DIRECTIONS
Reproduce every one of the following records word for word, without changing anything.

MATERIAL FOR THIS TASK
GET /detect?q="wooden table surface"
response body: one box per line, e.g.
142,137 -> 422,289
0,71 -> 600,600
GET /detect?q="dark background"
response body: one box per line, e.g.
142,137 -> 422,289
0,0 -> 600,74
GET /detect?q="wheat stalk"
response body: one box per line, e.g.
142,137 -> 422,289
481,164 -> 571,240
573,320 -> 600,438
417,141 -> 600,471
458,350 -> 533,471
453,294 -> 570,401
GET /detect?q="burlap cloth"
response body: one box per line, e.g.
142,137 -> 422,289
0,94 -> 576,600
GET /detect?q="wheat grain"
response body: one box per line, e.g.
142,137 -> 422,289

THE SOLUTION
GET /detect?q="wooden table surface"
response body: one box per line, e.g.
142,137 -> 422,289
0,71 -> 600,600
GET /detect?q="dark background"
response body: one box per line, e.g.
142,137 -> 422,289
0,0 -> 600,74
GET /detect?q="wheat stalk"
response body: one box per line, e.g.
142,137 -> 422,289
481,164 -> 571,240
573,320 -> 600,438
417,141 -> 600,471
458,350 -> 533,471
453,294 -> 570,401
GET /detect?q="burlap cloth"
response body: one box per line, e.g.
142,137 -> 422,289
0,94 -> 576,600
GET /detect?q="wheat grain"
response body: one box per line, e.g.
142,137 -> 422,289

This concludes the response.